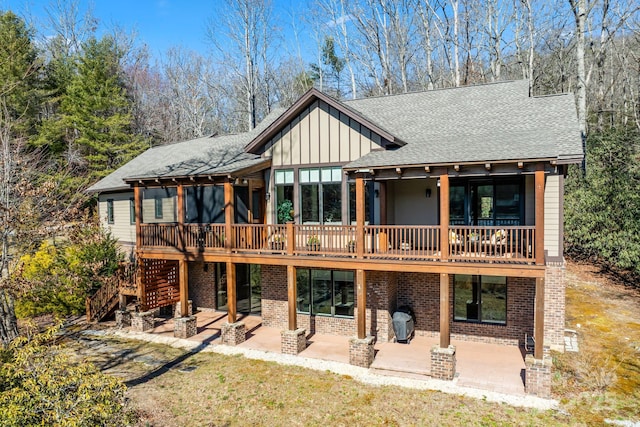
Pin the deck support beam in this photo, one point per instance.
(539, 240)
(444, 216)
(538, 351)
(360, 217)
(231, 292)
(292, 298)
(361, 291)
(228, 215)
(183, 267)
(445, 300)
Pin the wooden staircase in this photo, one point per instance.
(106, 299)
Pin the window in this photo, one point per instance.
(158, 207)
(284, 195)
(132, 210)
(110, 211)
(480, 298)
(486, 202)
(326, 292)
(321, 195)
(204, 204)
(352, 202)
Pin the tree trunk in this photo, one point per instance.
(8, 322)
(580, 11)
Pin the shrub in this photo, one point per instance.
(40, 385)
(58, 277)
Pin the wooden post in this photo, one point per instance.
(180, 211)
(292, 297)
(138, 210)
(361, 290)
(539, 319)
(539, 241)
(184, 287)
(360, 217)
(445, 336)
(291, 238)
(231, 292)
(228, 215)
(444, 216)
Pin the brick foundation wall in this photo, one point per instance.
(293, 342)
(421, 291)
(274, 296)
(184, 327)
(554, 306)
(382, 296)
(361, 352)
(202, 285)
(538, 376)
(233, 333)
(141, 322)
(443, 362)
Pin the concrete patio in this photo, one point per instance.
(482, 366)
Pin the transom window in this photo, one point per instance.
(110, 215)
(321, 195)
(326, 292)
(480, 298)
(486, 202)
(284, 195)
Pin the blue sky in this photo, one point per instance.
(160, 24)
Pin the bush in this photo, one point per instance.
(602, 208)
(39, 385)
(58, 277)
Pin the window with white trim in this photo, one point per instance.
(321, 195)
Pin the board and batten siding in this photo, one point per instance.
(121, 229)
(552, 215)
(321, 134)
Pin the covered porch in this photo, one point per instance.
(483, 366)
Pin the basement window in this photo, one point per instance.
(480, 298)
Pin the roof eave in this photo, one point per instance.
(303, 102)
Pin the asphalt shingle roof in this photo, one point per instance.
(483, 123)
(478, 123)
(211, 155)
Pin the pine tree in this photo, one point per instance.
(93, 125)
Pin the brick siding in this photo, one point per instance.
(202, 285)
(554, 306)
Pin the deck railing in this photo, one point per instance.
(506, 244)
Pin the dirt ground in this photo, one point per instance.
(172, 387)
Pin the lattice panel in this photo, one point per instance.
(160, 283)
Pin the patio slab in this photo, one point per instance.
(481, 366)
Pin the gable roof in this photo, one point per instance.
(303, 102)
(491, 122)
(483, 123)
(206, 156)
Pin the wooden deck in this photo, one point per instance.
(504, 244)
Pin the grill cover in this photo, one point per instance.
(402, 325)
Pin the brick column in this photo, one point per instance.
(184, 327)
(538, 376)
(361, 351)
(554, 303)
(443, 362)
(123, 319)
(177, 309)
(293, 342)
(233, 333)
(142, 322)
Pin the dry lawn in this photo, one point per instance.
(171, 387)
(602, 381)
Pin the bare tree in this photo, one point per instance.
(242, 36)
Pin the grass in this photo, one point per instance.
(600, 382)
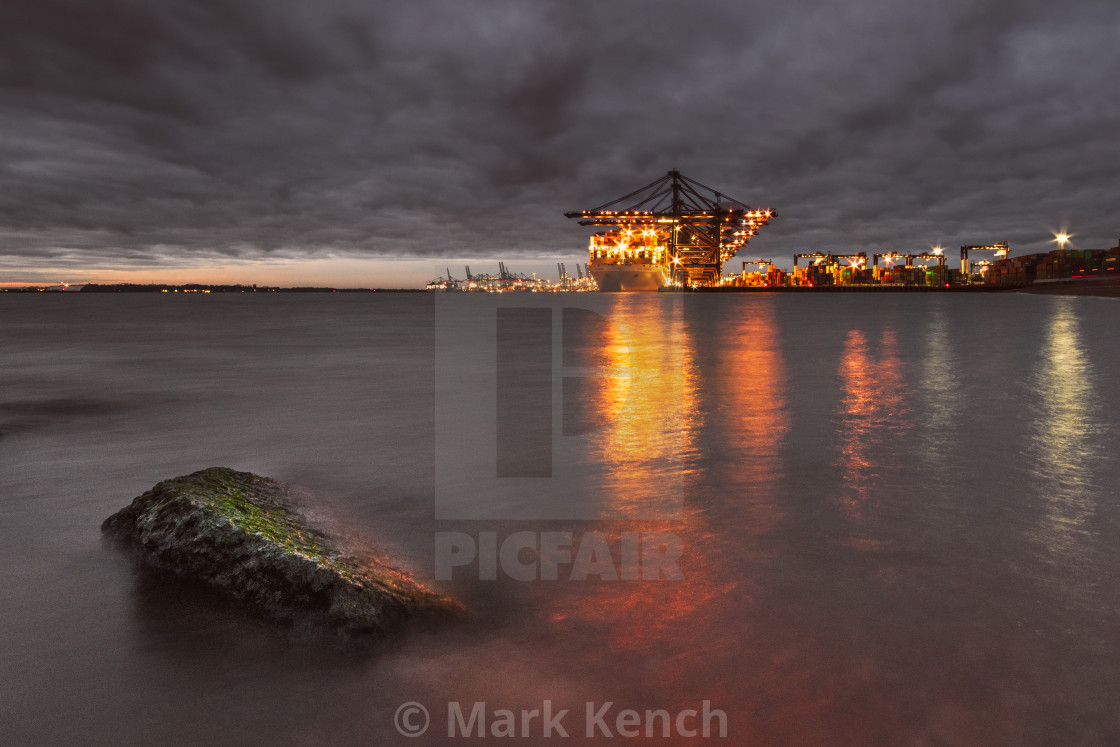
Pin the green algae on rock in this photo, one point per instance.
(243, 534)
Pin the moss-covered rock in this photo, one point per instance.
(242, 533)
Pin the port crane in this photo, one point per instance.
(701, 227)
(999, 249)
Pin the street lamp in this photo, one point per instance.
(1062, 239)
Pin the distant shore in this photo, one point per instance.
(1103, 287)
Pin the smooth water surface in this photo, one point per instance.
(899, 519)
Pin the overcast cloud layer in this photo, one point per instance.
(145, 133)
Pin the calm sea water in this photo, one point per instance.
(899, 517)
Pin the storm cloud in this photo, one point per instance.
(141, 133)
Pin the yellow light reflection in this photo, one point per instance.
(874, 413)
(1064, 445)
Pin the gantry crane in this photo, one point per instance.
(999, 249)
(701, 227)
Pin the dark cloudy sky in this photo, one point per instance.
(373, 140)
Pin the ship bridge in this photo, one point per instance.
(677, 223)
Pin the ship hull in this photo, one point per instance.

[To be done] Every record above must be given again exactly; drop the pictures.

[Task answer]
Pin the deck support beam in this photo, one point per instance.
(539, 240)
(444, 216)
(538, 351)
(360, 217)
(231, 292)
(292, 298)
(361, 291)
(228, 215)
(183, 267)
(445, 300)
Pin the wooden staircase in this photo, one point per instance.
(106, 299)
Pin the window in this photo, one point per instance.
(158, 207)
(284, 195)
(132, 210)
(110, 211)
(480, 298)
(486, 202)
(326, 292)
(321, 195)
(204, 204)
(352, 202)
Pin the tree trunk in this photo, one point per instance.
(8, 322)
(580, 11)
Pin the shrub in this photo, one point per instance.
(40, 385)
(58, 277)
Pin the wooden post in this photo, one point per instance.
(180, 211)
(292, 297)
(138, 210)
(361, 290)
(539, 319)
(539, 241)
(184, 287)
(360, 217)
(445, 336)
(291, 238)
(231, 292)
(228, 215)
(444, 216)
Pin the brick foundation wall in this photo, one point per instance.
(293, 342)
(421, 291)
(274, 296)
(184, 327)
(554, 306)
(382, 296)
(361, 352)
(202, 285)
(538, 376)
(233, 333)
(141, 322)
(443, 362)
Pin the concrete patio in this photo, one point per instance.
(482, 366)
Pin the transom window in this photo, one point per instance.
(110, 215)
(321, 195)
(326, 292)
(480, 298)
(486, 202)
(284, 195)
Pin the blue sky in this photo, one point per instance.
(160, 24)
Pin the bush in this photo, one point per instance.
(602, 208)
(39, 385)
(58, 277)
Pin the window with white trim in this photo, one point per instance.
(321, 195)
Pin the board and batten siding in this photo, one point per instance.
(121, 229)
(552, 215)
(321, 134)
Pin the covered porch in this photo, one point per instance.
(483, 366)
Pin the basement window in this photo, one point per instance.
(480, 298)
Pin the roof eave in this photo, one point per instance.
(303, 102)
Pin the asphalt shingle roof in this photo, one point per instance.
(483, 123)
(478, 123)
(211, 155)
Pin the pine tree in this photo, one point per instance.
(93, 125)
Pin the brick siding in this photo, one point per instance.
(202, 285)
(554, 306)
Pin the deck railing in this photo, one point per instance.
(506, 244)
Pin the dirt ground in this photo, one point per instance.
(172, 387)
Pin the lattice panel in this photo, one point per instance.
(160, 283)
Pin the patio slab in this photo, one point per instance.
(481, 366)
Pin the gable roof in this photo, one point per instance.
(303, 102)
(491, 122)
(483, 123)
(206, 156)
Pin the wooden deck in this photo, one point per instance.
(504, 244)
Pin the grill cover in this photo, one point per instance.
(402, 325)
Pin the brick column in this photo, one point per instance.
(184, 327)
(538, 376)
(361, 351)
(554, 303)
(443, 362)
(123, 319)
(177, 309)
(293, 342)
(233, 333)
(142, 322)
Pin the dry lawn in this photo, one point per instance.
(171, 387)
(602, 381)
Pin the bare tree in this photo, one point per instance.
(242, 36)
Pin the grass in this photo, one point per instance.
(600, 382)
Pin the green algae on rock in this photo, one point per instance.
(243, 534)
Pin the moss-covered rock in this photo, one point per instance.
(242, 533)
Pin the port crane in this photo, one point per instance.
(701, 227)
(999, 249)
Pin the street lamp in this photo, one point per instance.
(1062, 239)
Pin the distant shore in this photo, one point per instance.
(1103, 287)
Pin the smooth water surface in this photo, one point per instance.
(899, 519)
Pin the overcast cloud layer in this photo, one point per instance.
(145, 133)
Pin the calm sea water in this photo, one point per instance.
(899, 517)
Pin the storm cloud in this photo, one point per instance.
(141, 133)
Pin the yellow light reflection in this photo, one point per instance.
(874, 413)
(1064, 445)
Pin the gantry crane in this photo, one point per instance.
(999, 249)
(701, 227)
Pin the dark cloudy sky in this photo, one point per instance.
(373, 140)
Pin the ship bridge in this photo, one point per instance.
(677, 223)
Pin the ship hull in this photo, one point per instance.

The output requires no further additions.